* BEGIN Extracted data *
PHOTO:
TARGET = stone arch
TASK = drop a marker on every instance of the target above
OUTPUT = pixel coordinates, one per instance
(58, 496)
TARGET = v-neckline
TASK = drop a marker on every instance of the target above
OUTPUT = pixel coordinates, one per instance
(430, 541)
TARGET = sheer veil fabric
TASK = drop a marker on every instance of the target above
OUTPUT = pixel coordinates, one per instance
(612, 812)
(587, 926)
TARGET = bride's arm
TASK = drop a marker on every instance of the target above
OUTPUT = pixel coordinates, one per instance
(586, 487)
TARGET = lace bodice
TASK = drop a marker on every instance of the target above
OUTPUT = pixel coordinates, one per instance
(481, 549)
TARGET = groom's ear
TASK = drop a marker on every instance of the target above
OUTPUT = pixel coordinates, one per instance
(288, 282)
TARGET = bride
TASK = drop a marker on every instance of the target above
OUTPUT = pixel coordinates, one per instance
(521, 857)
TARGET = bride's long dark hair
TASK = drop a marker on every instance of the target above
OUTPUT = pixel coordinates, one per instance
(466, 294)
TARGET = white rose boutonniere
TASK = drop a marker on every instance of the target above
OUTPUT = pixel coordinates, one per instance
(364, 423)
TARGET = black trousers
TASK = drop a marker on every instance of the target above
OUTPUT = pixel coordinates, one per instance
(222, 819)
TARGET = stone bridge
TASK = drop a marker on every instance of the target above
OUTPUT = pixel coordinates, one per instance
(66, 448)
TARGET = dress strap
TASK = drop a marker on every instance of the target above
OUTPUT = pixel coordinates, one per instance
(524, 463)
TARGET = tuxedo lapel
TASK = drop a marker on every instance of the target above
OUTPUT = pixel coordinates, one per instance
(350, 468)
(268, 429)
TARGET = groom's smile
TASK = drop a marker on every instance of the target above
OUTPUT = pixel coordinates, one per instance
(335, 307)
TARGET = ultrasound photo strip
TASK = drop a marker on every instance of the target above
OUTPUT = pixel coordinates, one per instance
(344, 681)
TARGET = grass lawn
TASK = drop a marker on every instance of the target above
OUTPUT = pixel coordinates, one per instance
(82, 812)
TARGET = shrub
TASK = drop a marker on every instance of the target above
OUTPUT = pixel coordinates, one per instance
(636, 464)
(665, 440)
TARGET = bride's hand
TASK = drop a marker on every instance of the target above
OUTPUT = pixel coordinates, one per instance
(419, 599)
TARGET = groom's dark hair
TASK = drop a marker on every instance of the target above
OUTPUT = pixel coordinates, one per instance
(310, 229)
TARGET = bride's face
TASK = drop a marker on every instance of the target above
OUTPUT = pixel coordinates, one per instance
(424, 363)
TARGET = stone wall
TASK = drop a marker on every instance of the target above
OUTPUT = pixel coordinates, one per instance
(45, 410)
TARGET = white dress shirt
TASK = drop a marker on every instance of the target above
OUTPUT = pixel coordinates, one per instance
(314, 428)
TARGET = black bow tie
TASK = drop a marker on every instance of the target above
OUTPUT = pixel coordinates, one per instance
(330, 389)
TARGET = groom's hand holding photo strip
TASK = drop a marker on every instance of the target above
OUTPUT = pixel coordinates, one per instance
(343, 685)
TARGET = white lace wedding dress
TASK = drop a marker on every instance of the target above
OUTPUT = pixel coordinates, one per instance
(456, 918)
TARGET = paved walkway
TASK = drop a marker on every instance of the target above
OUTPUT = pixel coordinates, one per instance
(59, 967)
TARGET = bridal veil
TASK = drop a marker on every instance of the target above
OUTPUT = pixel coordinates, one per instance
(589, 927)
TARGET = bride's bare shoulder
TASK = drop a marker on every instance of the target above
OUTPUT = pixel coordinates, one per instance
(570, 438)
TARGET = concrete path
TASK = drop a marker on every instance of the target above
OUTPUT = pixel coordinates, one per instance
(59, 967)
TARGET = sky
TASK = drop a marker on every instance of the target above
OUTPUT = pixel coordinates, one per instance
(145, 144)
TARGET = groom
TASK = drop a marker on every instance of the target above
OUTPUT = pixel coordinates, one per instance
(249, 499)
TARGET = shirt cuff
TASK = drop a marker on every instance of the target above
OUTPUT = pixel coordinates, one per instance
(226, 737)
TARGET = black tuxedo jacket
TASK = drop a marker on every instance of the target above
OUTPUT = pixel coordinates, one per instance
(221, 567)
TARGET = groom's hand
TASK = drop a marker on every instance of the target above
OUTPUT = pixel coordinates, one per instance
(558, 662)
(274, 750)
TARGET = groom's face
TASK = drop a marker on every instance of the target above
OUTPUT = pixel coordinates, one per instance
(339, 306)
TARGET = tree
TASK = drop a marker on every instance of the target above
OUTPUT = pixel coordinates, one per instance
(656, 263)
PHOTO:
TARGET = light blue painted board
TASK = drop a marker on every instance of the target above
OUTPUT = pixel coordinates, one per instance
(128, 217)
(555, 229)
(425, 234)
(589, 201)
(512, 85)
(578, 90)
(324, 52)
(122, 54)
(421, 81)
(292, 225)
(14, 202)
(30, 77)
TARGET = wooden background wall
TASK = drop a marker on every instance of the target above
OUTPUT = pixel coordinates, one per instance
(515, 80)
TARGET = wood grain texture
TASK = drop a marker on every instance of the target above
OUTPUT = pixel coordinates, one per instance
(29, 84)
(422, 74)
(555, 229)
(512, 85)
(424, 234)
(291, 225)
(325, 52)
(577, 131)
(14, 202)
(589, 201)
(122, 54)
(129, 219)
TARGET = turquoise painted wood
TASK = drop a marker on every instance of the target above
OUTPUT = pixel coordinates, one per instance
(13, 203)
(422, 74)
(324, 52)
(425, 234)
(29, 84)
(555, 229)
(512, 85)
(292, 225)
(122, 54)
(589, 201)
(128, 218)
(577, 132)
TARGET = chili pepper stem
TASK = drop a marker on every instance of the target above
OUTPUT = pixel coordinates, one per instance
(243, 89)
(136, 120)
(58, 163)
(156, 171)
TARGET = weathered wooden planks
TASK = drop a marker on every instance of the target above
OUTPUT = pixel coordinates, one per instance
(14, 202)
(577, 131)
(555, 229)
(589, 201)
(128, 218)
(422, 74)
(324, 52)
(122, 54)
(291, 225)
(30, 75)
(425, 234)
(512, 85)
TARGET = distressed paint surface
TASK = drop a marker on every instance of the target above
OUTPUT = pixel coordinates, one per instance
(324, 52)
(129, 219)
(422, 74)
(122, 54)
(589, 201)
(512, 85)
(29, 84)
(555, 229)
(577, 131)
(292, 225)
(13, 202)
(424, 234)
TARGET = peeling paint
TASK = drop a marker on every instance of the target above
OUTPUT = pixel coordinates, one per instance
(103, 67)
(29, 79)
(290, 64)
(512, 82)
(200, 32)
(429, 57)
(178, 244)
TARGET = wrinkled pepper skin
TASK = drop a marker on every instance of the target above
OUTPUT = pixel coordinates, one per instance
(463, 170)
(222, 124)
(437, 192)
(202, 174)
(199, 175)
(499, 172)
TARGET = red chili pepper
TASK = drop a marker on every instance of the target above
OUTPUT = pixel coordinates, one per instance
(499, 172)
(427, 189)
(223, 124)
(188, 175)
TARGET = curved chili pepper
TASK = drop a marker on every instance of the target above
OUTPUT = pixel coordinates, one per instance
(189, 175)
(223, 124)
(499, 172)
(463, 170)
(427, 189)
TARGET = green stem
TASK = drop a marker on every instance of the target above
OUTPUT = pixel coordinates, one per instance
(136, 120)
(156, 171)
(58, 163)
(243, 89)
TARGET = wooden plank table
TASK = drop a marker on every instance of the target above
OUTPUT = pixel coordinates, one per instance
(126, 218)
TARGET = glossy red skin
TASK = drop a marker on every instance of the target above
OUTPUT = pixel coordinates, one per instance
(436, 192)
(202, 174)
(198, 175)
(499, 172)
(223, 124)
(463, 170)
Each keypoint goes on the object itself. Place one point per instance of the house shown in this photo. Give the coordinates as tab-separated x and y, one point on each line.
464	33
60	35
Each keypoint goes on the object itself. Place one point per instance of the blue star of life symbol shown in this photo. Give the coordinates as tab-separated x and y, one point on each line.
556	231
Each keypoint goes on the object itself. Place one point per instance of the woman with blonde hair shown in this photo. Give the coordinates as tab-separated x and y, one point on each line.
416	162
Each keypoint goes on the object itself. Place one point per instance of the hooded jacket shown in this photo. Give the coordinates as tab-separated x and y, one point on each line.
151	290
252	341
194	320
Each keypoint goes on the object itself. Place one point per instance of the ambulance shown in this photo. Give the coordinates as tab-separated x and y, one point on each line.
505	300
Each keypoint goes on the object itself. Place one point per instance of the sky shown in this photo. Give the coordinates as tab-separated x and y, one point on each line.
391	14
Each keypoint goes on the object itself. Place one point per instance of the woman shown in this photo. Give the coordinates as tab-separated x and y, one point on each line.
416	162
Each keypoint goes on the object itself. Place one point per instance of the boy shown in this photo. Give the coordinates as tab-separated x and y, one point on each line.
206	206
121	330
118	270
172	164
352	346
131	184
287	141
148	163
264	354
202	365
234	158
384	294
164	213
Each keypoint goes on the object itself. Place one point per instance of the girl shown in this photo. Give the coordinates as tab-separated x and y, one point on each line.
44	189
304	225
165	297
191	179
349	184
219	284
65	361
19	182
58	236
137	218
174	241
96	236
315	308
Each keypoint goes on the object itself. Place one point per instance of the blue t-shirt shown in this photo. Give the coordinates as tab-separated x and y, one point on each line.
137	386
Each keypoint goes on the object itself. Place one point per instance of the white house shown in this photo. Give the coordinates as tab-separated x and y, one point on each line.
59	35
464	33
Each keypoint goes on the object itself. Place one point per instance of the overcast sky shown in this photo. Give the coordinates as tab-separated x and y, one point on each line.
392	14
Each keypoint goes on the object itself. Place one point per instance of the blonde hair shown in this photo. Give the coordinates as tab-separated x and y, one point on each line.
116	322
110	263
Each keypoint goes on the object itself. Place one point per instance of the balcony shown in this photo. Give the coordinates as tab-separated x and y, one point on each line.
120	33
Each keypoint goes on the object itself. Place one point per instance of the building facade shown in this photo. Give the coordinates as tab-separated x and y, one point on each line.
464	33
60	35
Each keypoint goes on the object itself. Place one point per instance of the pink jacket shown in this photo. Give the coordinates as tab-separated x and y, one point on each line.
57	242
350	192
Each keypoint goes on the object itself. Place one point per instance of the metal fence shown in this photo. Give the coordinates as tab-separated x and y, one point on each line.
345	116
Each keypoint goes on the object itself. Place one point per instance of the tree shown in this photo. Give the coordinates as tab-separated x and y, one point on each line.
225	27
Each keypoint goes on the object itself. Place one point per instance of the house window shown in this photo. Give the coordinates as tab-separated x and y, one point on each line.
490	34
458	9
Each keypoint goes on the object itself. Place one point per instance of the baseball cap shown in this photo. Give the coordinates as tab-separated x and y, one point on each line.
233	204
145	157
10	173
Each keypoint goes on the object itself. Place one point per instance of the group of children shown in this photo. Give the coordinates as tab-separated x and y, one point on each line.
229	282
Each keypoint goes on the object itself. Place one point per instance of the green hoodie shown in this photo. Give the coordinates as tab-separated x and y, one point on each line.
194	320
* END Extracted data *
_Given exercise:_ Copy, character for character, the lines from the line that holds "of the balcony" through the final line of the records above.

_Answer to the exercise:_
Each keypoint goes on the object itself. Place one point per instance of the balcony shown in this photo. Give the coordinates as tab-separated x and y, one point on each line.
120	33
Each keypoint goes on the object itself. Place one point per instance of the building facade shown in this photo. Give the coordinates as tab-separated x and y, one point on each line.
464	33
60	35
Each keypoint goes on the object itself. Place one point per instance of the pink jacket shown in this photo. Give the coordinates as tab-separated x and y, one point on each line.
57	242
350	192
Each keypoint goes on the object itself. Place one point per instance of the metal fence shown in this photo. Give the coordinates as tab-separated x and y, one point on each line.
345	116
Each keypoint goes on the object itself. Place one point per instance of the tree shown in this photo. Give the coordinates as tab-separated x and y, one point on each line.
225	27
Each keypoint goes on the object itself. Place one point per instance of the house window shown in this photo. Give the coordinates as tab-separated x and y, one point on each line.
490	34
458	9
Each keypoint goes on the object itself. Place one point per instance of the baseball cap shown in this photo. Give the coordinates as tab-separated x and y, one point on each line.
233	204
145	157
10	173
Each keypoint goes on the object itself. Place one point per instance of the group of children shown in this photo. Give the coordinates as tab-separated x and y, one point on each line.
229	282
Each keypoint goes on the object itself. Place one point per instance of the green hoodie shown in this photo. Give the coordinates as tab-separated x and y, one point on each line.
194	320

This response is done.